Given exercise - Copy each of the lines below word for word, keeping every character and its order unchanged.

Material supplied -
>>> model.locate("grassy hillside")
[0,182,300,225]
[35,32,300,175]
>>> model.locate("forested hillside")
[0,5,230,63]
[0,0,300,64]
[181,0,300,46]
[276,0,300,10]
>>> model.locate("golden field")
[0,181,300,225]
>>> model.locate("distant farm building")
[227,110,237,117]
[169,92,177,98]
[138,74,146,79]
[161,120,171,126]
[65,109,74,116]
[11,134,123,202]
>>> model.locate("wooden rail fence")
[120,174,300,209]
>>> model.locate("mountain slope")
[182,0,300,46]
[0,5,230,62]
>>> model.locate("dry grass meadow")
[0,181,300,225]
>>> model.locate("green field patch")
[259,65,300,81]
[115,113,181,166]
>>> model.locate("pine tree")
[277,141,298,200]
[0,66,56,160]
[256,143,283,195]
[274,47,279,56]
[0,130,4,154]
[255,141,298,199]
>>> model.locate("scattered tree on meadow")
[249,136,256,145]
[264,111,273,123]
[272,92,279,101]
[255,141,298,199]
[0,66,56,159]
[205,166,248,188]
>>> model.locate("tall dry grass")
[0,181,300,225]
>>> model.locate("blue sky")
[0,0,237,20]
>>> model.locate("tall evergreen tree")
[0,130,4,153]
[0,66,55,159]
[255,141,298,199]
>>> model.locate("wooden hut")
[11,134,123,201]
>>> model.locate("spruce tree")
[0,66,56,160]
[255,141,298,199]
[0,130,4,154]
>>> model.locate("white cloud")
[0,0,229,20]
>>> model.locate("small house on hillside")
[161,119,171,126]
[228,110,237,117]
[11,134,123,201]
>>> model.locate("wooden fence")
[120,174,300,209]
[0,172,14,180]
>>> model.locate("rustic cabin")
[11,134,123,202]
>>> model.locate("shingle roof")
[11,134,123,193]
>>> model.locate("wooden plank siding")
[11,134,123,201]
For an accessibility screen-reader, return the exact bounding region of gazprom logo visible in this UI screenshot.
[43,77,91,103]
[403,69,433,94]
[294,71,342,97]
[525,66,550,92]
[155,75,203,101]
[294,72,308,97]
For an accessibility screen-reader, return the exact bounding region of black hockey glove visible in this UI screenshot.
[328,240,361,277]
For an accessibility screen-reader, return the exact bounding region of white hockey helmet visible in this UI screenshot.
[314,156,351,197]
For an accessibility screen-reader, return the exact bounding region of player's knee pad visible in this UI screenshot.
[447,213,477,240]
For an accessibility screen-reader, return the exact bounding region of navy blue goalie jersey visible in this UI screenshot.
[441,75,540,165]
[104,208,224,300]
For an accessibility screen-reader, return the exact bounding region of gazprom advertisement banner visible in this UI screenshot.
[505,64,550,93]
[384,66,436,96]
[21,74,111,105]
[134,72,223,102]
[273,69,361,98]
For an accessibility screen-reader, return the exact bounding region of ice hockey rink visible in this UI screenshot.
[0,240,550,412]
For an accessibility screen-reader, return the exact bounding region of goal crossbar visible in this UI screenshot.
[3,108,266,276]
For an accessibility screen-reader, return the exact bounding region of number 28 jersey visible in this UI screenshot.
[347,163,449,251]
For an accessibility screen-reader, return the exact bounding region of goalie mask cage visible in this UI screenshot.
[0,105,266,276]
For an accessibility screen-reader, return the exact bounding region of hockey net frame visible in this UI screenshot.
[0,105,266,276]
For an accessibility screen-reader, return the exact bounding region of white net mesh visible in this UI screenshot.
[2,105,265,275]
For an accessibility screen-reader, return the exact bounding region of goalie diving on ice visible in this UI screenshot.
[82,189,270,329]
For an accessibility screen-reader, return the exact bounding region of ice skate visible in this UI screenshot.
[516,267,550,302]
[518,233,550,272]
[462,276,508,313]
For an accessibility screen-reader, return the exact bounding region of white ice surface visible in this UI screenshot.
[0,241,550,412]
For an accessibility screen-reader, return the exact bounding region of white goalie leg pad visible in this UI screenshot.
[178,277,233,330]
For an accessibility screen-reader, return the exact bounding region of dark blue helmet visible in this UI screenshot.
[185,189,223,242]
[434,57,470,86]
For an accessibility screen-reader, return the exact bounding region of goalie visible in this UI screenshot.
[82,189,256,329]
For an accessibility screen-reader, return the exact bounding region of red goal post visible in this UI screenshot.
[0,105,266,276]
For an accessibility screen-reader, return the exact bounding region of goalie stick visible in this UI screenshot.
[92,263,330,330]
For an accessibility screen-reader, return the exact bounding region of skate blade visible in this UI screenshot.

Written reply -
>>> model.locate("grassy hillside")
[0,182,300,225]
[35,32,300,175]
>>> model.locate("forested hillside")
[0,5,230,63]
[0,0,300,64]
[181,0,300,46]
[276,0,300,10]
>>> model.locate("golden field")
[0,181,300,225]
>>> model.locate("distant farm building")
[227,110,237,117]
[169,92,177,98]
[138,74,146,79]
[161,120,171,126]
[65,109,74,116]
[11,134,123,202]
>>> model.locate("wooden rail fence")
[120,174,300,209]
>>> model.locate("mountain slope")
[182,0,300,46]
[0,5,230,62]
>>> model.locate("dry grass meadow")
[0,181,300,225]
>>> model.locate("green field patch")
[259,65,300,81]
[115,113,181,166]
>>> model.locate("pine tree")
[277,141,298,200]
[0,66,56,160]
[256,143,283,195]
[274,47,279,56]
[0,130,4,154]
[255,141,298,199]
>>> model.locate("scattered tree on meadow")
[249,136,256,145]
[264,111,273,123]
[272,92,279,101]
[255,141,298,199]
[0,66,56,159]
[205,166,248,188]
>>> model.locate("tall dry grass")
[0,181,300,225]
>>> model.locate("blue sky")
[0,0,237,20]
>>> model.locate("tall evergreen tree")
[0,130,4,153]
[0,66,55,159]
[255,141,298,199]
>>> model.locate("wooden hut")
[11,134,123,201]
>>> model.locate("spruce tree")
[0,66,56,160]
[255,141,298,199]
[0,130,4,154]
>>> model.locate("white cloud")
[0,0,229,20]
>>> model.locate("small house on hillside")
[161,119,171,126]
[228,110,237,117]
[11,134,123,201]
>>> model.locate("wooden fence")
[120,174,300,209]
[0,172,14,180]
>>> model.locate("rustic cabin")
[11,134,123,202]
>>> model.locate("shingle roof")
[11,134,123,193]
>>> model.locate("wooden plank siding")
[11,134,123,201]
For an accessibility screen-reader, return the exact bounding region of gazprom logo visible in this UI screenshot.
[43,77,91,103]
[403,69,433,94]
[294,71,342,97]
[525,66,550,92]
[155,75,203,101]
[294,72,308,97]
For an accessibility screen-reader, return the exact bounding region of black hockey glove visible in this UI screenshot.
[328,240,361,277]
For an accessibility screen-reader, return the exact bounding region of white hockey helmet visible in this UI screenshot.
[314,156,351,197]
For an accessibility screen-reader, return the exact bounding region of player's knee pad visible in this UI screenshot.
[447,213,477,240]
For an accessibility screen-reader, return the exact bounding region of navy blue goalie jersey visible in this UI screenshot.
[441,75,540,165]
[104,208,224,300]
For an accessibility screen-reader, return the exact bounding region of gazprom advertisement banner visible in this UI screenshot.
[505,64,550,93]
[384,66,436,96]
[21,74,111,105]
[134,72,223,102]
[273,69,361,98]
For an accessibility screen-reader, return the exact bounding region of ice hockey rink visible in this UI screenshot.
[0,240,550,412]
For an accessibility screen-reader, return the exact bounding region of goal crossbar visible in this UI screenshot.
[3,108,266,276]
For an accessibility screen-reader, return the exact bounding region of number 28 jersey visible in this UI screenshot.
[347,163,449,251]
For an accessibility screen-reader, return the exact bounding region of goalie mask cage visible in this UI screenshot.
[0,105,266,276]
For an accessibility screen-reader, return the exact bounding region of hockey net frame visible in this UI screenshot.
[0,105,266,276]
For an accessibility screen-reader, return the exact bounding region of white net mesh visible in this UI screenshot.
[2,105,265,275]
For an accessibility screen-reader, return the exact bounding region of goalie diving on ice visible in this UI screenshot.
[82,189,270,329]
For an accessibility screen-reader, return the exact bounding region of ice skate visible in this UI screenshot.
[516,267,550,302]
[518,233,550,272]
[462,276,508,313]
For an accessibility screen-reader, return the exact bounding region of white ice surface visible in this UI screenshot.
[0,241,550,412]
For an accessibility screen-reader, return the exact bounding region of white goalie leg pad visible in this UI screenshot.
[178,277,233,330]
For an accessibility screen-reader, return the exact bounding region of dark blue helmet visible in this UI screenshot.
[185,189,223,242]
[434,57,470,86]
For an accessibility screen-reader, return the exact bounding region of goalie visible in this UI screenshot.
[82,189,256,329]
For an accessibility screen-reader, return the exact bounding region of red goal post visible in this UI screenshot.
[0,105,266,276]
For an accessibility screen-reader, return the exact bounding region of goalie stick visible in this UI screenshot.
[92,263,330,330]
For an accessibility screen-reader, return the exact bounding region of skate blade visible in this UI screenshot.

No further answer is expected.